__GIVEN REQUEST__: Rescale the rows from the line containing "Target: checkered black and white stripe" through the end of the rows, both ends included, and write only those lines again, requests and all. Multiply every x and y coordinate in the answer points by 0.45 and round to whole numbers, with halves rounded up.

__EXERCISE DATA__:
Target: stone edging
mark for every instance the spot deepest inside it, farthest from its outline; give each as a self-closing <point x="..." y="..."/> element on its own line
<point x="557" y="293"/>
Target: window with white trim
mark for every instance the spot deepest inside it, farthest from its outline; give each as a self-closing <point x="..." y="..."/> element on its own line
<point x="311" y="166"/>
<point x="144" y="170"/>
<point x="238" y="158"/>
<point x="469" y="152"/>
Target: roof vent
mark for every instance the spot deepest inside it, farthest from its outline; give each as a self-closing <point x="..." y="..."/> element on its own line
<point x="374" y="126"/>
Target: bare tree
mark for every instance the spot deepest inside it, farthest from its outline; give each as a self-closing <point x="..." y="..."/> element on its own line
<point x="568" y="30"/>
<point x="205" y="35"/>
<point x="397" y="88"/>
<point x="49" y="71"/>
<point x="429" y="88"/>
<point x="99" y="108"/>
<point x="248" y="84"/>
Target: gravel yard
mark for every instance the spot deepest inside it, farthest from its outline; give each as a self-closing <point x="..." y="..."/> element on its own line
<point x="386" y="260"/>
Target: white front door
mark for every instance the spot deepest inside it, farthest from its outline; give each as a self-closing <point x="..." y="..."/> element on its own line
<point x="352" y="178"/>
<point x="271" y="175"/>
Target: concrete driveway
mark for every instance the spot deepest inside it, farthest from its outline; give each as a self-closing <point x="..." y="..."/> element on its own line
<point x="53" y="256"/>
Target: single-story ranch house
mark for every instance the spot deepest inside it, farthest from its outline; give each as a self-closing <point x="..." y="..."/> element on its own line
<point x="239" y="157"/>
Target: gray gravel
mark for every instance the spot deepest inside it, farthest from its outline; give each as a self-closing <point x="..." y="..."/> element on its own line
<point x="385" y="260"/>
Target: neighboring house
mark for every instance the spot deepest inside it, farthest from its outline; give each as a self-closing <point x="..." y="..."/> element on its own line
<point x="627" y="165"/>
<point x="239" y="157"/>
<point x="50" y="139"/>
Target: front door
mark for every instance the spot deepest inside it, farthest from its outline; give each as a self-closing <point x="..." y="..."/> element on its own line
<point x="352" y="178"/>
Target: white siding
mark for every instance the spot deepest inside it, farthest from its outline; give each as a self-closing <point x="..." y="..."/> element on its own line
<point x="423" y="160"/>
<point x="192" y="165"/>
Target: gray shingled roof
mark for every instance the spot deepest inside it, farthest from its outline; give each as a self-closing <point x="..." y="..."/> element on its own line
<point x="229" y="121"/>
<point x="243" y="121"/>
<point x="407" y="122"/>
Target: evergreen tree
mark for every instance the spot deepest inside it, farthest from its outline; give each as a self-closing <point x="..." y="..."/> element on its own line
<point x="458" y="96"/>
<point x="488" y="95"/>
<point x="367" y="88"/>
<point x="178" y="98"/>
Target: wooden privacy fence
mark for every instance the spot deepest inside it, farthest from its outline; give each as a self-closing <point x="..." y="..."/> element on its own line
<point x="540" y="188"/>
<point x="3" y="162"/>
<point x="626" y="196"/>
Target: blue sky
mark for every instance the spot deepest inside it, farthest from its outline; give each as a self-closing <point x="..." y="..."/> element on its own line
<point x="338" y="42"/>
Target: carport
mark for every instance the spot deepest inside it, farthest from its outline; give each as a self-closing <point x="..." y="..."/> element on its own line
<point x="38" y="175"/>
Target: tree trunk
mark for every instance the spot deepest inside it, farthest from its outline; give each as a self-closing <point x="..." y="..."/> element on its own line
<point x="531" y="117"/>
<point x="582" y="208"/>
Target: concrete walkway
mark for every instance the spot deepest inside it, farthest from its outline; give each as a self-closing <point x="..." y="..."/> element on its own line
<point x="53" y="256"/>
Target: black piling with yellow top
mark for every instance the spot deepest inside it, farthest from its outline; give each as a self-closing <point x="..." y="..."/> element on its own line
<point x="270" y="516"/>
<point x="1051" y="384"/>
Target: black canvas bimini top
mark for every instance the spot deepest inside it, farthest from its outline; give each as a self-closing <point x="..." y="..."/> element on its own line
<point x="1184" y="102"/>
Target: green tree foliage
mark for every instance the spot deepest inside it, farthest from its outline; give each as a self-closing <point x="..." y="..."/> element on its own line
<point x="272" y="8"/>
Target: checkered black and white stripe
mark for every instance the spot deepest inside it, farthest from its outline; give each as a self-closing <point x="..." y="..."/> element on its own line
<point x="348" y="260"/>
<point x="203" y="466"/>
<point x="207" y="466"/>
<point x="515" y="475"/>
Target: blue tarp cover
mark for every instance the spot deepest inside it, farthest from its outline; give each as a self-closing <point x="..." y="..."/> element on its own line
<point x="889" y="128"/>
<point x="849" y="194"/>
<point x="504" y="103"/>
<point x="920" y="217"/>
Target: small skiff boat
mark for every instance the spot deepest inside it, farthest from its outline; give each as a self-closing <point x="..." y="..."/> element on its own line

__COMPLETED TASK__:
Target: checkered black and white stripe
mark for every instance the spot deepest inside it, farthest from its outline; give each as a self-closing <point x="..." y="..."/> element on its own line
<point x="157" y="117"/>
<point x="91" y="210"/>
<point x="93" y="210"/>
<point x="232" y="214"/>
Target: blue tarp cover
mark for every instance the spot deepest inside it, farthest from its outline; give each as a self-closing <point x="..." y="..."/> element on its own line
<point x="400" y="58"/>
<point x="382" y="87"/>
<point x="227" y="46"/>
<point x="414" y="98"/>
Target: small skiff boat
mark for every instance the spot deepest inside it, farthest from its outline; give each as a self-closing <point x="..." y="..."/> element on its own line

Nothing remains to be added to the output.